:: READING TEXT ::
==================================================

CSU San Marcos Class of ’15 Reflects Efforts to Help Underserved

Most members of Cal State San Marcos' class of 2015 beat the odds getting their degrees. The majority in caps and gowns are first-generation college students.

For years, California State University, San Marcos, has been reaching out to students who normally don't go to college. Statistically, children whose family members don’t have college degrees, minorities and foster children rarely graduate from college.

This year, more than 2,600 students are graduating from Cal State San Marcos, and the majority will be the first in their families to get a college degree. Additionally, 40 percent of the university’s 2015 graduating class are from underserved communities. The school will also see more former foster children wearing caps and gowns than any other graduating class in its history.

University President Karen Haynes said she remembers looking at statistics for college graduates and seeing large groups left out.

“I looked forward to looking at this region and saying, ‘If we do not do this, those students will be lost,’” Haynes said. “A whole generation of students might be lost.”

Haynes recalled her first years at Cal State San Marcos, when she decided to make it a priority to graduate this potential lost generation.

“If not us, who? If not now, when?” Haynes said.

She pushed the university to lead the region in recruiting and graduating students often overlooked by other colleges.

“Over 50 percent of our graduating students, for now three years in a row, are first in their families to get a four-year degree,” Haynes said.

Carlos Rosas is getting his bachelor's degree in psychology. He is the soft-spoken son of immigrant farmworkers.

“They were working as farm workers in the flower fields in Oceanside,” Rosas said. “They used to live — this is very personal — but they used to live in those tiny houses made out of cardboard.”

As Rosas tells his family's story, education is a theme repeated over and over. His father constantly pushed him to get an education.

==================================================

:: GIVEN PROBLEM 1 ::
In the article on the Cal State San Marcos class of 2015, what percentage of the graduating class comes from underserved communities?

:: LISTING ::

==================================================

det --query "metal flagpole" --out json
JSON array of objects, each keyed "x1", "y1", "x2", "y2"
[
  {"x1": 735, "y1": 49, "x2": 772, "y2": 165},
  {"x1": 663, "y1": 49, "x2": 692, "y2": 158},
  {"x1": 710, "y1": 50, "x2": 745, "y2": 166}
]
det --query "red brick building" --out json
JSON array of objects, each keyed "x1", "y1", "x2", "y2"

==================================================

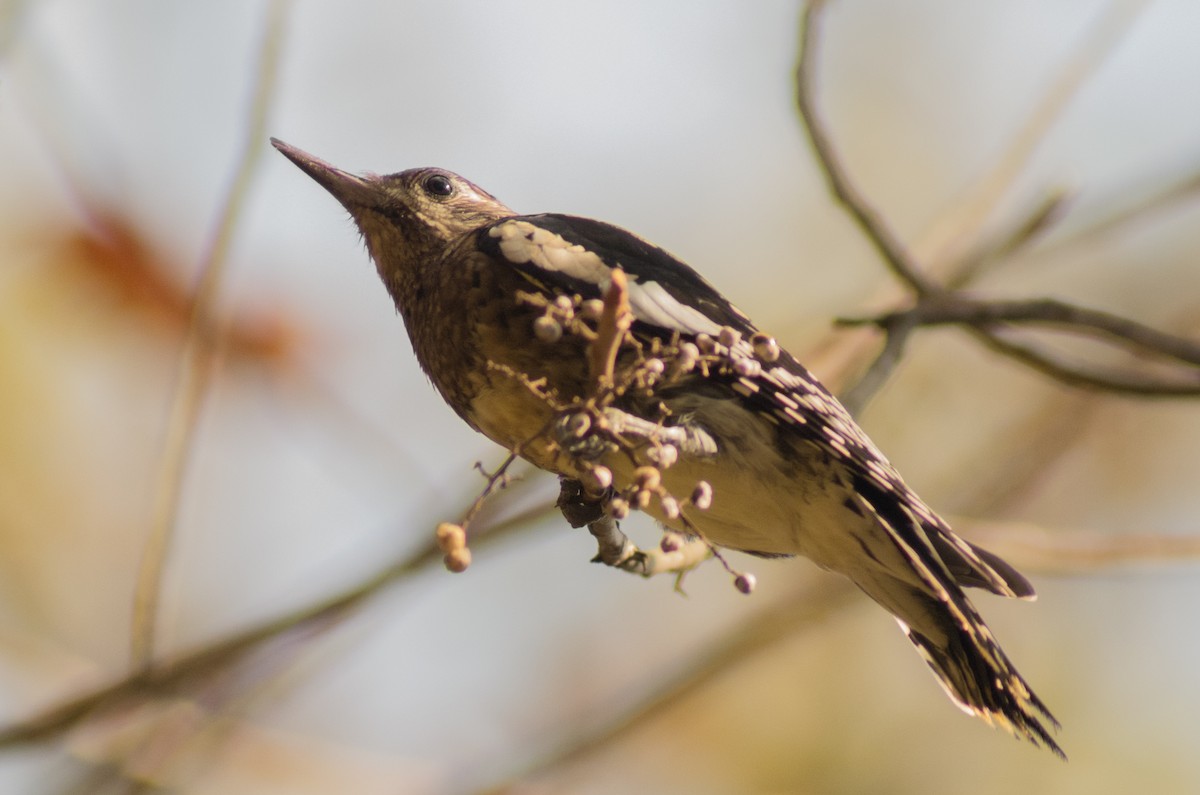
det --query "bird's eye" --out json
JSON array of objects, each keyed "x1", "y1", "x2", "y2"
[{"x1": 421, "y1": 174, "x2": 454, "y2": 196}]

==================================================

:: GIVEN PROBLEM 2 ::
State how many lines of the entries contain the string "query", giving only the number.

:: TASK OUTPUT 1 ::
40 percent.

:: TASK OUTPUT 2 ::
3